• **DATA FOR THIS EXERCISE**
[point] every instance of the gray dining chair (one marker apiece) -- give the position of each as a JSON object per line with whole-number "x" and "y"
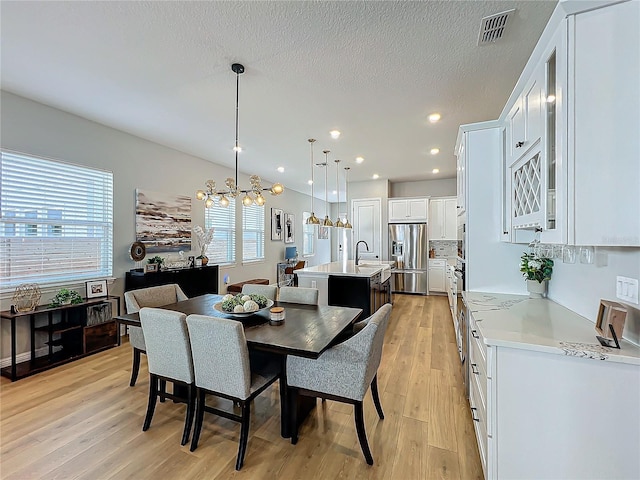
{"x": 308, "y": 296}
{"x": 147, "y": 297}
{"x": 342, "y": 373}
{"x": 269, "y": 291}
{"x": 222, "y": 368}
{"x": 169, "y": 359}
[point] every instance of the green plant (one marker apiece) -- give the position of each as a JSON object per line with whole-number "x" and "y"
{"x": 156, "y": 259}
{"x": 66, "y": 297}
{"x": 536, "y": 268}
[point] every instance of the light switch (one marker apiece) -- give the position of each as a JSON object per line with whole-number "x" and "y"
{"x": 627, "y": 289}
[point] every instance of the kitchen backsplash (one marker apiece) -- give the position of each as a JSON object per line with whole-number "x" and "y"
{"x": 443, "y": 248}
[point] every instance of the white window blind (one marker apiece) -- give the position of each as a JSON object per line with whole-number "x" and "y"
{"x": 252, "y": 233}
{"x": 222, "y": 248}
{"x": 307, "y": 236}
{"x": 56, "y": 222}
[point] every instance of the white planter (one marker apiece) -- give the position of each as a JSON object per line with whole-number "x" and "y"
{"x": 537, "y": 289}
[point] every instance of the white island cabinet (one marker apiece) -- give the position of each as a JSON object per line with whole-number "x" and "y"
{"x": 548, "y": 402}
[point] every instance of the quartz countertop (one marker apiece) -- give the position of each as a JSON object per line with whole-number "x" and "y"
{"x": 348, "y": 268}
{"x": 518, "y": 321}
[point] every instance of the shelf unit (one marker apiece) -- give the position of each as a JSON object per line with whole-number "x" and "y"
{"x": 68, "y": 324}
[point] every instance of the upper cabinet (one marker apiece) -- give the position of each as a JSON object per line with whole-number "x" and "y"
{"x": 406, "y": 210}
{"x": 571, "y": 143}
{"x": 443, "y": 218}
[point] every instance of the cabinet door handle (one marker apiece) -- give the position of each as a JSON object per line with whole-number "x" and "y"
{"x": 473, "y": 414}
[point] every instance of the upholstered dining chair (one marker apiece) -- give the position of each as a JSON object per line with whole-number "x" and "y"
{"x": 308, "y": 296}
{"x": 343, "y": 373}
{"x": 147, "y": 297}
{"x": 169, "y": 359}
{"x": 222, "y": 368}
{"x": 269, "y": 291}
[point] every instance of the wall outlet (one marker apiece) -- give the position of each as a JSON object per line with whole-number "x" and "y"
{"x": 627, "y": 289}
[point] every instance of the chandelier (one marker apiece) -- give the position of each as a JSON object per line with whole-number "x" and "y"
{"x": 251, "y": 195}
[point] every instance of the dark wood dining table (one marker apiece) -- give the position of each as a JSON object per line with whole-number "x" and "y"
{"x": 307, "y": 331}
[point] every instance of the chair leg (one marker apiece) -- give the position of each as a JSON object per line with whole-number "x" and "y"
{"x": 153, "y": 396}
{"x": 135, "y": 368}
{"x": 191, "y": 403}
{"x": 199, "y": 418}
{"x": 376, "y": 398}
{"x": 293, "y": 415}
{"x": 362, "y": 435}
{"x": 163, "y": 390}
{"x": 244, "y": 433}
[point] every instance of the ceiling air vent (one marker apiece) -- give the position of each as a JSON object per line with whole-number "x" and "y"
{"x": 493, "y": 27}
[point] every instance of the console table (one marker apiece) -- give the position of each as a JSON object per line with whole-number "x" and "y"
{"x": 193, "y": 281}
{"x": 75, "y": 335}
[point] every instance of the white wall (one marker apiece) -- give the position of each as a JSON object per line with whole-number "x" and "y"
{"x": 34, "y": 128}
{"x": 426, "y": 188}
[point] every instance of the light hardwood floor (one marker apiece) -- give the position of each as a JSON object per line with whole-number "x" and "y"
{"x": 82, "y": 420}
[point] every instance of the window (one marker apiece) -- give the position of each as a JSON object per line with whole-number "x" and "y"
{"x": 252, "y": 233}
{"x": 56, "y": 221}
{"x": 222, "y": 248}
{"x": 308, "y": 245}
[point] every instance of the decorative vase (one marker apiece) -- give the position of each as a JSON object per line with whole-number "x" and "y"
{"x": 537, "y": 289}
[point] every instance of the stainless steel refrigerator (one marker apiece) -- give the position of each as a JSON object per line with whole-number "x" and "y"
{"x": 408, "y": 248}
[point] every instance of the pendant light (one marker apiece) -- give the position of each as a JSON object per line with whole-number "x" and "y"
{"x": 251, "y": 195}
{"x": 338, "y": 223}
{"x": 346, "y": 184}
{"x": 312, "y": 220}
{"x": 327, "y": 221}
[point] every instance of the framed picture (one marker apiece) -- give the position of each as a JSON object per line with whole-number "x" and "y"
{"x": 97, "y": 288}
{"x": 289, "y": 227}
{"x": 150, "y": 267}
{"x": 323, "y": 233}
{"x": 276, "y": 224}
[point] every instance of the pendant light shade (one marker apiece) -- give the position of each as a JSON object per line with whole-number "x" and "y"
{"x": 312, "y": 220}
{"x": 346, "y": 183}
{"x": 338, "y": 223}
{"x": 327, "y": 221}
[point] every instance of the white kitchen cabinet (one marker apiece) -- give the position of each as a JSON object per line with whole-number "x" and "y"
{"x": 437, "y": 275}
{"x": 443, "y": 218}
{"x": 405, "y": 210}
{"x": 605, "y": 153}
{"x": 367, "y": 225}
{"x": 544, "y": 399}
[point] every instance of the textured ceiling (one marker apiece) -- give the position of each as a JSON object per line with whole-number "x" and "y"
{"x": 373, "y": 70}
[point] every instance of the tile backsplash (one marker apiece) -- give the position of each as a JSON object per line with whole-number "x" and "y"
{"x": 444, "y": 248}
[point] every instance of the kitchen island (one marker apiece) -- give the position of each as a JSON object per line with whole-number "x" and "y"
{"x": 346, "y": 284}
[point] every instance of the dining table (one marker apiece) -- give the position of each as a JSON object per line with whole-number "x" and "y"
{"x": 307, "y": 331}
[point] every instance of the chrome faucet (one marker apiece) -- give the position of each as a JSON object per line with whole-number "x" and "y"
{"x": 357, "y": 247}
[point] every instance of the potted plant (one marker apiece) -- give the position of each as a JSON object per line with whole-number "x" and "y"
{"x": 66, "y": 297}
{"x": 537, "y": 271}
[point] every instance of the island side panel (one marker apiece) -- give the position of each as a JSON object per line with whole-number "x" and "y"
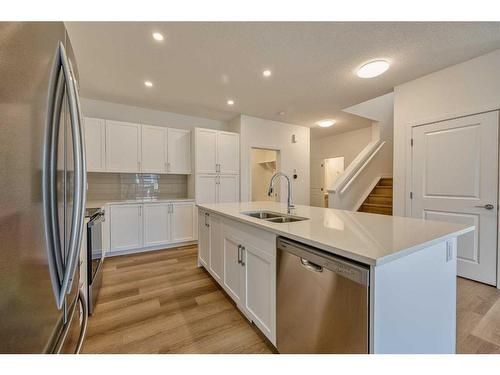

• **DIRECTIVE**
How many lines in the listing above contain the string "backsplash", with case counting? Reply with only the number.

• **COMPLETE ANSWER**
2